--- START ---

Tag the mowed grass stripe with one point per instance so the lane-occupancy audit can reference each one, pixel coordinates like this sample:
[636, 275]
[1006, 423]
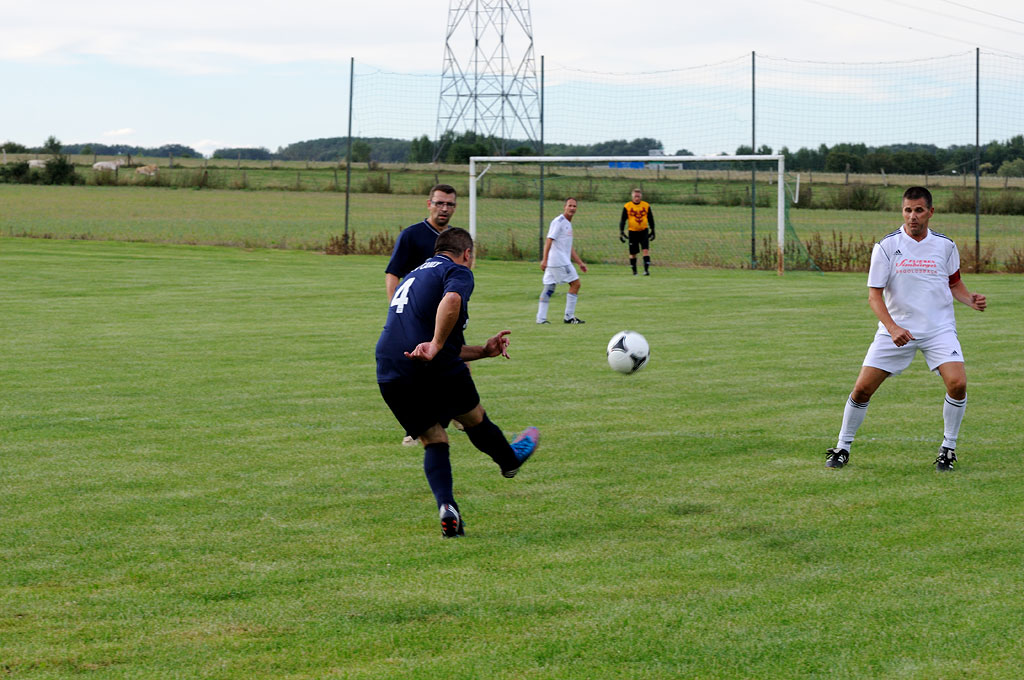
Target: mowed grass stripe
[201, 479]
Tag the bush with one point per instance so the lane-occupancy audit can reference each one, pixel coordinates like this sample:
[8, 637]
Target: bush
[841, 254]
[15, 173]
[58, 170]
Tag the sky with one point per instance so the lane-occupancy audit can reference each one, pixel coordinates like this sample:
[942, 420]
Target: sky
[226, 73]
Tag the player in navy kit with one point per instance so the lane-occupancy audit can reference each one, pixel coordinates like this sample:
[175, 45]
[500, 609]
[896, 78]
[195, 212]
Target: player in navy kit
[416, 244]
[913, 280]
[422, 372]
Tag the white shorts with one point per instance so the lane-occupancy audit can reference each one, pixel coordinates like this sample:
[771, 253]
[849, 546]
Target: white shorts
[559, 274]
[937, 350]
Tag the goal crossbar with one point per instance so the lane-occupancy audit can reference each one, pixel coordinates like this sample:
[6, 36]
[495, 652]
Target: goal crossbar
[547, 160]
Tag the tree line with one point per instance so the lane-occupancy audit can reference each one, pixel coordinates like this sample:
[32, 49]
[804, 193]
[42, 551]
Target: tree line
[1003, 158]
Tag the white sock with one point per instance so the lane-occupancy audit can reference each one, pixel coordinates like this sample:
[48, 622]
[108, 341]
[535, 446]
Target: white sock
[542, 310]
[952, 416]
[570, 305]
[853, 416]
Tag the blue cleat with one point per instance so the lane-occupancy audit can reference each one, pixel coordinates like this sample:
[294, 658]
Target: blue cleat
[523, 447]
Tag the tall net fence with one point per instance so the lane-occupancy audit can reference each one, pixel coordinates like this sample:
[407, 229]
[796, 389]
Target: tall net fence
[854, 135]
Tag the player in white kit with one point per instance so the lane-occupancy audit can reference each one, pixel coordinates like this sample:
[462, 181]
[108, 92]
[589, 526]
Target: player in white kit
[912, 282]
[557, 265]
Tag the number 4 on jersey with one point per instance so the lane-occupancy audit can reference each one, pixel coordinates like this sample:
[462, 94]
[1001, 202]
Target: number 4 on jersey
[400, 298]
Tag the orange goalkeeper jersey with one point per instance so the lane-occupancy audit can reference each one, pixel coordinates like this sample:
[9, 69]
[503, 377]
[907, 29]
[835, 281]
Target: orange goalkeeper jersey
[637, 215]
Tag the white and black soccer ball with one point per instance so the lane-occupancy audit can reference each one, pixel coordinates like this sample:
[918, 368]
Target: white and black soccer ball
[628, 351]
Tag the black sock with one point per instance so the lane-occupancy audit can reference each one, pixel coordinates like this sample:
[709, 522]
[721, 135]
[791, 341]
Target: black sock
[488, 437]
[438, 470]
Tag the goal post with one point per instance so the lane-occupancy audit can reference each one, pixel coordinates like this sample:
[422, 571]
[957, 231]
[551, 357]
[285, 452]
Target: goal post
[668, 168]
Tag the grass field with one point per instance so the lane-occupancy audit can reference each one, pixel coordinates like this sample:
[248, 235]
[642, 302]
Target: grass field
[689, 236]
[200, 479]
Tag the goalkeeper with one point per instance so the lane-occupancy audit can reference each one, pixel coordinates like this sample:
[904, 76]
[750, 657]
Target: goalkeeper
[638, 214]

--- END ---

→ Task goal
Above are records with pictures; repeat the records exactly and leave the pictures out.

→ Result of this exercise
Tag the mowed grass stripe with one point per instance so the lane-occupancy audit can reference each one, pixel coordinates like this sample:
[636, 275]
[1006, 423]
Target: mowed grass stripe
[201, 479]
Tag the bush with one point per instance so the lane-occupancy audit can reference each one, pixel coordinates like this sample:
[8, 637]
Target: bush
[841, 254]
[15, 173]
[58, 170]
Tag the sky with one point per instance so the lane-occupancy audit can reference each one, pixel coordinates like this sample:
[942, 420]
Target: sky
[226, 73]
Tag the player in navy kit with one point per instance so the lane-occupancy audit can reference each one, pixel coordinates like this sample:
[175, 45]
[500, 609]
[896, 78]
[195, 212]
Target: player in navy kit
[416, 244]
[913, 280]
[422, 372]
Tag the white shorts with one point per instance so the lane-occupancy audit can reference each one, pixel coordinates like this sample:
[771, 253]
[849, 546]
Target: white shorts
[559, 274]
[937, 350]
Tag the goal crossbar with one point per instance so the lane-occupancy audit can reference each one, pixel coordinates like this sample:
[6, 36]
[495, 652]
Target: goal crossbar
[547, 160]
Tag the tree line with one point per instance so the lane-occupancy audit can reference each one, pixel coordinates like this sample:
[32, 49]
[804, 193]
[42, 551]
Target: tree line
[1003, 158]
Tag the white sock with one point per instance so the lane-occupancy audit can reference each one, pixel coordinates like this sample:
[48, 622]
[108, 341]
[535, 446]
Target: white sock
[542, 310]
[952, 416]
[570, 305]
[853, 416]
Tag the blue cleat with one point per instance so the lane-occupancy audit can reference each one, pixel coordinates like this sample:
[294, 658]
Target: blue cleat
[523, 447]
Tag the tall net fence with one point per instance so the lane-occupancy audit can reference each one, pixel coordinates like this sample:
[407, 229]
[796, 389]
Target: tall net fence
[854, 135]
Tag the player in white kit with one point per instance so the lane-occupancy audit can reference each one, pixel coordinates like this sample:
[462, 181]
[108, 92]
[589, 526]
Target: player in white kit
[912, 282]
[557, 265]
Tag the number 4 on jersey with one point per instance so the lane-occupancy audit can reference each one, pixel coordinates like this sample:
[462, 94]
[1001, 202]
Target: number 4 on jersey
[400, 298]
Tag the orange goalkeeper jersey with one point per instance so the lane-occupancy audit can reference each one, pixel coordinates like this sample:
[9, 69]
[503, 377]
[907, 29]
[835, 281]
Target: orange goalkeeper jersey
[637, 215]
Tag the white and black soccer ball with one point per instance so the lane-occupancy audit can reference each one, pixel coordinates like this sample:
[918, 368]
Target: white and black soccer ball
[628, 351]
Tag the black sock with one point per instance so the lane-occupancy audit can reference each one, pixel coordinates like this sample:
[709, 522]
[721, 135]
[791, 341]
Target: black sock
[488, 437]
[438, 470]
Tag the goal post with one point per instance so the lane-occupancy audit can reference each one, pixel coordinates like this sample:
[422, 571]
[957, 231]
[551, 357]
[285, 452]
Target: goal post
[668, 168]
Tag the grass field with one point per instance so the lane-occupancy audit can reference each one, pixel coordinates like this sample:
[248, 235]
[642, 302]
Target: grass field
[689, 236]
[200, 479]
Tag the goalkeeper with one point per instance so the lane-occupancy audit can reference each one, pixel coordinates like this sample:
[904, 76]
[750, 657]
Target: goalkeeper
[638, 214]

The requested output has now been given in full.